* _SOURCE_
Note that $W$ is $m$ vectors of $n$ dimensions each, and also can be seen as $n$ vectors of $m$ dimensions each. As such, we can index into $W$, as $W_{i,:}$, to refer to the $i^{\text{th}}$ $n$-dimensional vector, or as $W_{:,i}$ to refer to the $i^\text{th}$ $m$-dimensional vector. As such, I could for example compute a dot product $W_{i,:}^\top W_{j,:}$ between two $n$-dimensional vectors. I could also index into $W$ as $W_{ij}$ to refer to the scalar value there.
Let $\mathbf{a}$ be a vector in $\mathbb{R}^n$. In a matrix-vector product, we have
$$ \begin{align} (W\mathbf{a})_i &= W_{i,:}^\top \mathbf{a} \\ &\quad \forall i \in \{1, \dots, m\} \end{align} $$Note here that I have parentheses around $W\mathbf{a}$ to clarify that the index $i$ indexes into the result of the matrix-vector product. Matrix-vector products (and thus matrix-matrix products) are a bunch of dot products.

* _EXTRACTED MATERIAL_
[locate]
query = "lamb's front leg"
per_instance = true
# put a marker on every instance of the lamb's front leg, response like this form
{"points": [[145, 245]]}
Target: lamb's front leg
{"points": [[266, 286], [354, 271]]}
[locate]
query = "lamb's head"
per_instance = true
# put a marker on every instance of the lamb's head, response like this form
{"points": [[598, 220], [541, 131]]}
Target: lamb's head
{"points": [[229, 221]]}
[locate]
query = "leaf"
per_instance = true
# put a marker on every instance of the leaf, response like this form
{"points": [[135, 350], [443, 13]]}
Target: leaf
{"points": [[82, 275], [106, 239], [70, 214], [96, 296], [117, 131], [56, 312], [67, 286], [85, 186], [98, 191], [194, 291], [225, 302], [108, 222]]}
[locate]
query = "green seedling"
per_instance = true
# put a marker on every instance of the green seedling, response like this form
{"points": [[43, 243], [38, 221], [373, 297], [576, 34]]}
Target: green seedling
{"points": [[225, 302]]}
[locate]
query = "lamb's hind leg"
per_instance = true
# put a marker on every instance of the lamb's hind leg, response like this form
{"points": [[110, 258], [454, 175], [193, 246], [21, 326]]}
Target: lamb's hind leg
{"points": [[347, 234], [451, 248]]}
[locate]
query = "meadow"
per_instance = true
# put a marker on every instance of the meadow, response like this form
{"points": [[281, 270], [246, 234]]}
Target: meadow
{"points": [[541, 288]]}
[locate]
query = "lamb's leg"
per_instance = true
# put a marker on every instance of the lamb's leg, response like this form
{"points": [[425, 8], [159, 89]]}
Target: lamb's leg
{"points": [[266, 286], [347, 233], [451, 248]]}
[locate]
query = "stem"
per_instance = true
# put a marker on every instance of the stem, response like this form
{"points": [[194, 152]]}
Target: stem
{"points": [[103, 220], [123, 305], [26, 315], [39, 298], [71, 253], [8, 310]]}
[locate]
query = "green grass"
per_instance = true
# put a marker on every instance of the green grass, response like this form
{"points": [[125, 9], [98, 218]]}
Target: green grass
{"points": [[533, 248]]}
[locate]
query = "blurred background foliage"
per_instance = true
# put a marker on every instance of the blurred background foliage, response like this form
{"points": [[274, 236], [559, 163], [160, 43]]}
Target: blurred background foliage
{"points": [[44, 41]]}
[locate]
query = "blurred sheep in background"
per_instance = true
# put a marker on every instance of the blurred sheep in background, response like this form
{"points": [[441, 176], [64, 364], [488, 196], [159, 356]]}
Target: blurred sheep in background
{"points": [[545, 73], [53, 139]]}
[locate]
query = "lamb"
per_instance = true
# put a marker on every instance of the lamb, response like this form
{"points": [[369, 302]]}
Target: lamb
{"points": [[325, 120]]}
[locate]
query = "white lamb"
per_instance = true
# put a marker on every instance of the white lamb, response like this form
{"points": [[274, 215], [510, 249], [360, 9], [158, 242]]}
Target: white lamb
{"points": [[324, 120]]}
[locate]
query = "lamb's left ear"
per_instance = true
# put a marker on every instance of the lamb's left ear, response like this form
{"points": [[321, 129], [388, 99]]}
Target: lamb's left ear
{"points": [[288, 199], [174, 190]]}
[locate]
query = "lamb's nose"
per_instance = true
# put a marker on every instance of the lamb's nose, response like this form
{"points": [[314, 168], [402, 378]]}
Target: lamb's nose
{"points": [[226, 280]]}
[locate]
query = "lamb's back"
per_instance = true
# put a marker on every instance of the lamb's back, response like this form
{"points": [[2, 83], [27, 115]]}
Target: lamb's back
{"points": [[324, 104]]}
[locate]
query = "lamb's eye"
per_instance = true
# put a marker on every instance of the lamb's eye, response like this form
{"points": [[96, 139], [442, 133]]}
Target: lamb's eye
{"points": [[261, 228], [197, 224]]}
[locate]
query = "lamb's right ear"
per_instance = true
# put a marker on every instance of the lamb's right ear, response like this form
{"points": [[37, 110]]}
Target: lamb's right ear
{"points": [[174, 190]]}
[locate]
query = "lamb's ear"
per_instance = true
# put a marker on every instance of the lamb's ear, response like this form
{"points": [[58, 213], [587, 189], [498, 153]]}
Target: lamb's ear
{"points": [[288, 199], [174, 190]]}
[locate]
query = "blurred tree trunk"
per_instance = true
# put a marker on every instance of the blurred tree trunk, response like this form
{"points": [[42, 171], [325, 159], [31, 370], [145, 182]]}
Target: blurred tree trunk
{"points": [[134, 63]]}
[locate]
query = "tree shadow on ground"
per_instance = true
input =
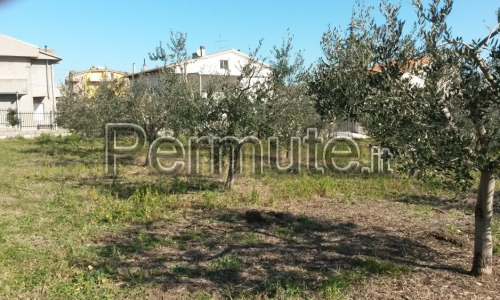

* _PARTS OF THE EXERCISE_
1. Show each line of the rows that contains the word "tree".
2. Continue the passage on matrix-vector products from its last sentence.
The passage on matrix-vector products and the rows are unrelated pieces of material.

* _REPLIES_
1.
query = "blurred tree trunk"
# put a marker on every instance of the blurred tree trunk, response like this form
Target: blurred tree trunk
query = "tree shadow on ground"

2.
A matrix-matrix product between $W\in\mathbb{R}^{m\times n}$ and $G\in\mathbb{R}^{n\times d}$ is a matrix in $\mathbb{R}^{m\times d}$. This matrix-matrix product is possible because the dimension ``in the middle'' is the same, $n$. The remaining dimensions, you'll notice, are the first dimensionality of $W$ ($m$) and the second dimensionality of $G$ ($d$). We have
$$ \begin{align} (WG)_{ik} &= W_{i,:}^\top G_{:,k} \\ &\quad i\in \{1,\dots, m\} \\ &\quad k\in\{1,\dots, d\} \end{align} $$Two vectors $\mathbf{u}$ and $\mathbf{v}$ in the same dimensionality $\mathbb{R}^d$ are said to be orthogonal if
$$ \mathbf{u}^\top \mathbf{v} = 0. $$We sometimes denote this as $\mathbf{u}\perp \mathbf{v}$.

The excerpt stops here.